## Extracted text

# Hunting ducks



## Quak0r (May 7, 2015)

Sorry like I already often said I don't want to offend anyone BUT you DON'T even know where I'm from so how can you say that I can't hunt ducks atm..? Just sayin.. (also I can take down most ducks till August and only very few of them only till the end of this month in my country btw)

Again sorry for this thread but since the old was closed I just only wanted to tell ya!

(also I would never kill a mother with her (very) young breed I was even forgoeing one sure kill since it was only like 5 up to max 7 meters --> but it had a child with here so I didn't shot at this sure kill)

Best wishes,

Mario

(Ps: Do you really think I would risk my hunting license for a single duck ??)


----------



## Charles (Aug 26, 2010)

You are not as anonymous as you might think. I have access to both to the ISP that you are using and to your email address. Your ISP is in Austria. Here is a summary of hunting regulations for Austria.

## Data listing
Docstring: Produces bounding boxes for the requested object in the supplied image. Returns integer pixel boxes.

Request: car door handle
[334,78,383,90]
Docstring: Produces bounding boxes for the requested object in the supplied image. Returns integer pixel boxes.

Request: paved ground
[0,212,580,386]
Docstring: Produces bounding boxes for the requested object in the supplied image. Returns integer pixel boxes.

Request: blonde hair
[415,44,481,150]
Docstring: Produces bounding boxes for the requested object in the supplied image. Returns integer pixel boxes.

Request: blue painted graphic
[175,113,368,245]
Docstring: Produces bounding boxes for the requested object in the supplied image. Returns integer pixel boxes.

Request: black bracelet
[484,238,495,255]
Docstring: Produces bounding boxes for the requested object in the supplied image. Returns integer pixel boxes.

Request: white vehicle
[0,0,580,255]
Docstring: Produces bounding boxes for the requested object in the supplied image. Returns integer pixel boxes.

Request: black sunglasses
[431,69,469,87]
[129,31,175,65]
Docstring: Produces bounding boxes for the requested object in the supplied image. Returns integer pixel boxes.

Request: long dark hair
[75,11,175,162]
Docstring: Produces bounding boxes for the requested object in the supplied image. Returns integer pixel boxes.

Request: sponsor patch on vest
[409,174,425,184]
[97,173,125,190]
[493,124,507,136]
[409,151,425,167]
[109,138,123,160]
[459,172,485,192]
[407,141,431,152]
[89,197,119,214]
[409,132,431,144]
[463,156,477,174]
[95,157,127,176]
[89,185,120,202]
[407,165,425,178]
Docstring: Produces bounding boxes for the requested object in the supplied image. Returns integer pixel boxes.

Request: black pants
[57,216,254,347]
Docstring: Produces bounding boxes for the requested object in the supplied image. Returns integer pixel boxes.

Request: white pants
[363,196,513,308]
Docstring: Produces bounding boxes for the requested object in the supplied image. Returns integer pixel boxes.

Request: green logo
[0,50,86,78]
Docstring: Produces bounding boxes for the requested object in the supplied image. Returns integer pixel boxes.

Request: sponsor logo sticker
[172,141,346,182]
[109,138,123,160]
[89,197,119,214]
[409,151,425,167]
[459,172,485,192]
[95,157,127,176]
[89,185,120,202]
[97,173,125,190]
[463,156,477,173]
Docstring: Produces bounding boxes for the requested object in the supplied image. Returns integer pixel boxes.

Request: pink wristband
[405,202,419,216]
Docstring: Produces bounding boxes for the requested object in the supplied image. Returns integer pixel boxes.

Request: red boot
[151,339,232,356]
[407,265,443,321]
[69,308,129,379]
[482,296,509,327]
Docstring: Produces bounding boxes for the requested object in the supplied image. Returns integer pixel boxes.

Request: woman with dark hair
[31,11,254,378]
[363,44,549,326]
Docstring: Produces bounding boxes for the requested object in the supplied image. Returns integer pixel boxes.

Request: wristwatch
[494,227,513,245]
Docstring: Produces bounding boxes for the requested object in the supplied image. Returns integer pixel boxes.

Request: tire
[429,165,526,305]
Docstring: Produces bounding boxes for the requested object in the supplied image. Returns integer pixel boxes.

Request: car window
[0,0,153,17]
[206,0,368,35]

## What is asked
Carry on the forum thread about hunting ducks, picking up right after its final sentence.

## Solved exercise
http://www.face.eu/sites/default/files/austria_en_0.pdf

I note that for Austria, duck season does not open until September. I also note that slingshots are not listed as an acceptable hunting method. Further I note that the season is similar in Germany. In fact, you will find similar dates for duck hunting seasons throughout the northern hemisphere in order to protect ducks during breeding and rearing of young.

Cheers ..... Charles


----------



## Quak0r (May 7, 2015)

http://www.superjagd.com/jagdzeiten

Search for Ente (duck in german) and since I'm from lower Austria you'll see that I can still take them...

EDIT: **** I'M soo SORRY you're right I've mistaken the colors...  (I thought red is hunting time and green is protecting time --> I was in hurry and only had like half a min to watch this list before I went hunting)

Like I already said my bad Charles you're right have to wait till September. I'm soooooo sry but like I said i was in a REAL hurry when watching the regulations.


----------



## Charles (Aug 26, 2010)

Thanks for your understanding. I am not here to regulate behavior, and I do not mean to be "big brother" looking over your shoulder. But the forum cannot be seen to promote or to condone illegal activities. I wish you good luck on your future hunts.

Cheers .... Charles


----------



## August West (Jan 21, 2012)

Sorry, decided not to post.


----------



## Quak0r (May 7, 2015)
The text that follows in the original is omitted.